** START OF Record set **

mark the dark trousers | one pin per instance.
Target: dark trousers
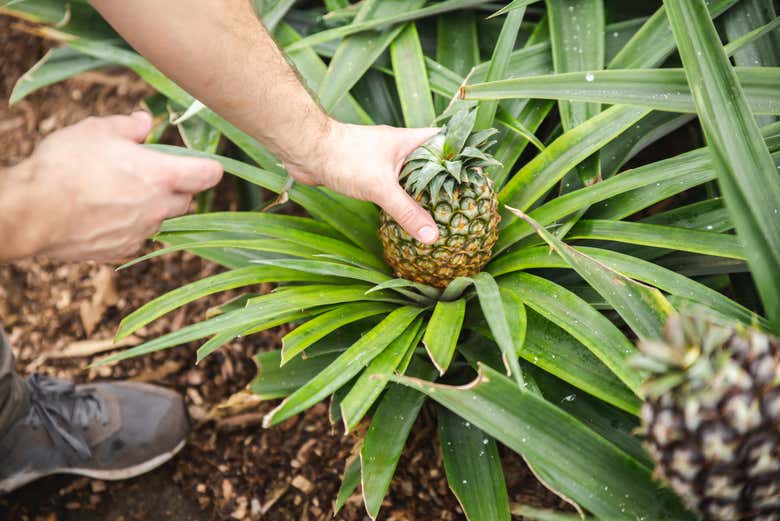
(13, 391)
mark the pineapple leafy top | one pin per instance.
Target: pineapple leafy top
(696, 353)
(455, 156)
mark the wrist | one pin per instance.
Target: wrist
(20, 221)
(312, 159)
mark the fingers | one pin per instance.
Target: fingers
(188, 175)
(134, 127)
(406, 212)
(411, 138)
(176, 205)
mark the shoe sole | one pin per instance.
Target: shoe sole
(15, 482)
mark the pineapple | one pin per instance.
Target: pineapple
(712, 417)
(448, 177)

** END OF Record set **
** START OF Record set **

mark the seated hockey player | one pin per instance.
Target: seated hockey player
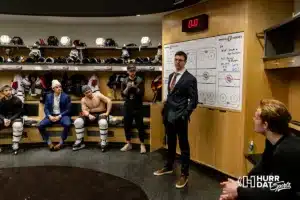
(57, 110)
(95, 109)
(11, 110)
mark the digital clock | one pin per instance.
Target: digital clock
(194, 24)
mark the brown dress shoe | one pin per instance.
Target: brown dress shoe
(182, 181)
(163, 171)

** END OF Record set **

**Direction:**
Show every line above that contains the word "wrist".

**Completed task:**
mark the wrist | one pin per instance.
Target: wrist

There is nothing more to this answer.